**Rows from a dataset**
....
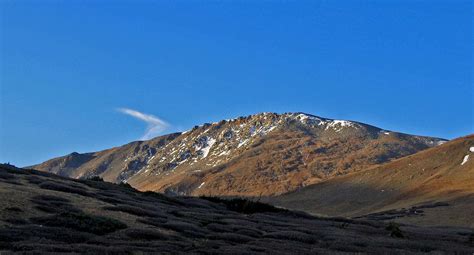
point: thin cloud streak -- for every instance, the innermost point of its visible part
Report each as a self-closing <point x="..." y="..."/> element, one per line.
<point x="155" y="127"/>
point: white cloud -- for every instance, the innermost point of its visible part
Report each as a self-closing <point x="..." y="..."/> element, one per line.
<point x="155" y="127"/>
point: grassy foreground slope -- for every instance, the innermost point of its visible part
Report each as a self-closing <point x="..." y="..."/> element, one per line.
<point x="434" y="187"/>
<point x="42" y="212"/>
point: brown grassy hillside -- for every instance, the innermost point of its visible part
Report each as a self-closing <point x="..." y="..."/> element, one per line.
<point x="262" y="154"/>
<point x="431" y="187"/>
<point x="42" y="213"/>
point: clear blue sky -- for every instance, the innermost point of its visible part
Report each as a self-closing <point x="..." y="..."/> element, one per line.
<point x="67" y="66"/>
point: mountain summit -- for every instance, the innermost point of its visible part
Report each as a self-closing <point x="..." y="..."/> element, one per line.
<point x="261" y="154"/>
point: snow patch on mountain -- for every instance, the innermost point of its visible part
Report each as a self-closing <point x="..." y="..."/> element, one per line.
<point x="208" y="147"/>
....
**EXERCISE DESCRIPTION**
Verbatim reproduction of every record is required; images are left out.

**SOLUTION TO THIS PROBLEM**
point: thin cloud streak -- for every instance, the innermost point of its visible part
Report each as a self-closing <point x="..." y="..."/> element, one per line.
<point x="155" y="127"/>
point: white cloud -- for every instance, the innermost point of its visible part
Report each as a self-closing <point x="..." y="..."/> element, one per line.
<point x="155" y="127"/>
point: grassy foreground slope -- for every instance, the innermost point of its visible part
Report each as a self-closing <point x="..." y="..."/> element, one per line.
<point x="434" y="187"/>
<point x="42" y="212"/>
point: brown grassy hillside -- for every instance, the innermost point of its visible part
Report each as a self-closing <point x="..." y="..."/> element, one per line.
<point x="262" y="154"/>
<point x="431" y="187"/>
<point x="42" y="213"/>
point: clear blue sky -- for every instance, the innermost point of its visible part
Report each as a self-closing <point x="..." y="..."/> element, one per line.
<point x="67" y="66"/>
point: mountain summit -- for every instance, the innermost point of its visible part
Report each as a self-closing <point x="..." y="..."/> element, one per line.
<point x="261" y="154"/>
point: snow patch on mountain -- for every instance, the innermost point of its visible part
Report each as a self-closing <point x="..." y="..."/> element, one per line.
<point x="208" y="147"/>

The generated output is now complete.